→ **INSTRUCTIONS TO FOLLOW**
Retype, exactly and only, each line from the one containing "Target: bare tree" to the end of the records below.

[THE RECORDS — start]

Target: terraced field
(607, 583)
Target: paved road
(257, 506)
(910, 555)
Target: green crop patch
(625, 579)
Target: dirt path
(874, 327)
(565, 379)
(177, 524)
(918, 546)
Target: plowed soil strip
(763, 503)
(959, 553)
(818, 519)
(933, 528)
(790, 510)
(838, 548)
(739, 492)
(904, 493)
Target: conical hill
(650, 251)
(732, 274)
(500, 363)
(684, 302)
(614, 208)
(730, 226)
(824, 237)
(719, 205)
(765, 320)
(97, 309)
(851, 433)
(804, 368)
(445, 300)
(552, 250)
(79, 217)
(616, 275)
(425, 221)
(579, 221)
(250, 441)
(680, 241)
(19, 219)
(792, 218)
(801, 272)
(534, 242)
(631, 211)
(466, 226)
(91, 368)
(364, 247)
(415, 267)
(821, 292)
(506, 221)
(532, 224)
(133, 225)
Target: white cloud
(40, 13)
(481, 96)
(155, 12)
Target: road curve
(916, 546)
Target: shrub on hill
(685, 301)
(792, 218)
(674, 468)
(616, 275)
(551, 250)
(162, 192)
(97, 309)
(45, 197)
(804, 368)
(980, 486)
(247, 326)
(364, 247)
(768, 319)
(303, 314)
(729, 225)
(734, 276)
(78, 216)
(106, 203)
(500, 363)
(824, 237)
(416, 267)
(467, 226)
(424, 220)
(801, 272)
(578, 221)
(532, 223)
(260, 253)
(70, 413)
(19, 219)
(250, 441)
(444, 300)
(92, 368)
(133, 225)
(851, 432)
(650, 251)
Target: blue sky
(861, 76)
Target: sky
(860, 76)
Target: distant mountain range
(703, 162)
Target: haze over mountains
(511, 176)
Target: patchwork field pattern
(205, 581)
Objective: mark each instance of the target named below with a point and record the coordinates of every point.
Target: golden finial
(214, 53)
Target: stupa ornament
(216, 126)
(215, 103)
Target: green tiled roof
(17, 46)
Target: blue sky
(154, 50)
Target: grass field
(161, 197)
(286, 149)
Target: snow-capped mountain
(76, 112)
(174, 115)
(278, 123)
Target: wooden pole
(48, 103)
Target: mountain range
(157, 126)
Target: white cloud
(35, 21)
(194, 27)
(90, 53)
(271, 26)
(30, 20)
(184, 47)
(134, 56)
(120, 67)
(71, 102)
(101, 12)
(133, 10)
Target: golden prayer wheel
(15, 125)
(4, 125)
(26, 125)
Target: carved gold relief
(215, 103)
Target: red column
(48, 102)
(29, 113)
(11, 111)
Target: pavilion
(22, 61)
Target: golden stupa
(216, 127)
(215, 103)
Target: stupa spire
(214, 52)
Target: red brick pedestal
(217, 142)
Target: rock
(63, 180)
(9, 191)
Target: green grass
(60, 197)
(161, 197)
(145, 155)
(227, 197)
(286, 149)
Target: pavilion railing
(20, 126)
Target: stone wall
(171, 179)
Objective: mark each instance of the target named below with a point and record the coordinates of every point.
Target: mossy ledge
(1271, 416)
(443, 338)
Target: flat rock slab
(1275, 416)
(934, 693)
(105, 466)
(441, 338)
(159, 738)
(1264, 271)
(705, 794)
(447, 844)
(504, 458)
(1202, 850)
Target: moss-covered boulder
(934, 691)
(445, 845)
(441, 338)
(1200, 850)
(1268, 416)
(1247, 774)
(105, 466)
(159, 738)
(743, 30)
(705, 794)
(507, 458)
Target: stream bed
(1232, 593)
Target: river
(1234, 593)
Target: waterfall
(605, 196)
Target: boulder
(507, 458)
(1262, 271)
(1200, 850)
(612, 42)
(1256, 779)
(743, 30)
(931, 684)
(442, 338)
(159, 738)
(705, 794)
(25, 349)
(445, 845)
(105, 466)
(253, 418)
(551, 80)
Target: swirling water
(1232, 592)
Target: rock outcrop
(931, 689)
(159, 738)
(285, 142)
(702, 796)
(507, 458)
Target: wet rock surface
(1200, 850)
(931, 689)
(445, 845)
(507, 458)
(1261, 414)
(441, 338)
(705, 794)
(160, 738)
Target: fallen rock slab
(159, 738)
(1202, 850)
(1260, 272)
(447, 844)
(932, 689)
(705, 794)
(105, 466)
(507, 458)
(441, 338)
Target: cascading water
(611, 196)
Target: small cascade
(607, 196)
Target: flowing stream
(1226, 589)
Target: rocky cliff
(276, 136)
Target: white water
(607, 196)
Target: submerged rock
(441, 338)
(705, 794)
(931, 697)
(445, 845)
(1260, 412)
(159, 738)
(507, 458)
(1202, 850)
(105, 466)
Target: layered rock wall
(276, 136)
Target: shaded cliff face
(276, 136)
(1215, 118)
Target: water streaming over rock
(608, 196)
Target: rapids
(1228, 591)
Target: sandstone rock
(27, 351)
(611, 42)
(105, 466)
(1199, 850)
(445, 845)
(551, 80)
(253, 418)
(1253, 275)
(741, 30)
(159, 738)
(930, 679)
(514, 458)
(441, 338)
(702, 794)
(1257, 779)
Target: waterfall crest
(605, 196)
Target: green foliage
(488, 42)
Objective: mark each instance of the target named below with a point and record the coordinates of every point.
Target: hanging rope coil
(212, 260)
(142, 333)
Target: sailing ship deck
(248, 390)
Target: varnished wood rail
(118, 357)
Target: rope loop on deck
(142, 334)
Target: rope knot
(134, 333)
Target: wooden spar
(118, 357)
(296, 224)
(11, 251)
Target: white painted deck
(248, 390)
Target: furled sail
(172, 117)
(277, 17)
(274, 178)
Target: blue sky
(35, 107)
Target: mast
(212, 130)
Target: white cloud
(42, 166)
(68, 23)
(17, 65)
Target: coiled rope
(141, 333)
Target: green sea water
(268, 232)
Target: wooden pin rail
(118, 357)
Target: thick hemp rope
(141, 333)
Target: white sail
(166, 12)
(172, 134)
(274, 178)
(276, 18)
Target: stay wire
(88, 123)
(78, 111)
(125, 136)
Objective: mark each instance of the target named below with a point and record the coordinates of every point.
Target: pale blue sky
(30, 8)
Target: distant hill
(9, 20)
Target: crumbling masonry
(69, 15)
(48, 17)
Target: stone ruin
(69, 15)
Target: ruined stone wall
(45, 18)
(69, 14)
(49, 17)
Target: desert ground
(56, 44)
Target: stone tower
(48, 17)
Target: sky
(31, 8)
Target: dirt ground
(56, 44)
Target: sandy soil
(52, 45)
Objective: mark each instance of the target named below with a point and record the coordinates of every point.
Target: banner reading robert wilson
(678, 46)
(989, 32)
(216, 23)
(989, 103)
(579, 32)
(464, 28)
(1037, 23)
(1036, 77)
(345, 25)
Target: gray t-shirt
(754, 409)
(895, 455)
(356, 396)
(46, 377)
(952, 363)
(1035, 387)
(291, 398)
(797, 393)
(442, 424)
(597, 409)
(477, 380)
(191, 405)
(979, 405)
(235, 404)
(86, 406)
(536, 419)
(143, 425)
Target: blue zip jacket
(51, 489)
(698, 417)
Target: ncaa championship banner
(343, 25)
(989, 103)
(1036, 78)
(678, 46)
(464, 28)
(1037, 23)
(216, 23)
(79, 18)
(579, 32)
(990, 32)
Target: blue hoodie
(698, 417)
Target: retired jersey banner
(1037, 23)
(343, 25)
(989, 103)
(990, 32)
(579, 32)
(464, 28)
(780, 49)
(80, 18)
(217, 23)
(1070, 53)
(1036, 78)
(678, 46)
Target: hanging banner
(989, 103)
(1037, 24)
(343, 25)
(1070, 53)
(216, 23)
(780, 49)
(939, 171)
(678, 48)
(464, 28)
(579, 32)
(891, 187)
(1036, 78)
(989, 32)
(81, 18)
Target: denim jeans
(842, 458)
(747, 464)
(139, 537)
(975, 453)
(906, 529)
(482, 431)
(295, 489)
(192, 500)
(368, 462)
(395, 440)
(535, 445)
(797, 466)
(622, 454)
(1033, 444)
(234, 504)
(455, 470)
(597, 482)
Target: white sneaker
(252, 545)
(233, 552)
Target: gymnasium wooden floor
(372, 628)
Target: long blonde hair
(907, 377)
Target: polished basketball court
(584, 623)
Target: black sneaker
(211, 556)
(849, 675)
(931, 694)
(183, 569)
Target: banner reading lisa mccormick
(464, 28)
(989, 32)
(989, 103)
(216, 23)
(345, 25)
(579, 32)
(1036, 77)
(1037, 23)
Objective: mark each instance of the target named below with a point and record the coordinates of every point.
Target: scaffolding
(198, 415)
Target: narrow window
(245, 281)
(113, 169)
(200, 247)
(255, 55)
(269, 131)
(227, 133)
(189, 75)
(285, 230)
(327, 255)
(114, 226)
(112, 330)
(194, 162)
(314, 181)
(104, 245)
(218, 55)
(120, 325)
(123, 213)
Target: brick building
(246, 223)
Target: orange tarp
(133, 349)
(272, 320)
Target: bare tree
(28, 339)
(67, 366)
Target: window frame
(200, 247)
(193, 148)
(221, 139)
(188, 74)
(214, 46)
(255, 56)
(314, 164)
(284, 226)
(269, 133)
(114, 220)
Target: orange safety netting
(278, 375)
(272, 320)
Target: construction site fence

[THE RECORDS — finish]

→ **PROBLEM SOLUTION**
Target: bare tree
(28, 339)
(67, 366)
Target: window frame
(200, 247)
(193, 148)
(221, 139)
(188, 74)
(214, 46)
(255, 56)
(314, 164)
(284, 226)
(269, 133)
(114, 220)
Target: orange safety netting
(278, 375)
(272, 320)
Target: construction site fence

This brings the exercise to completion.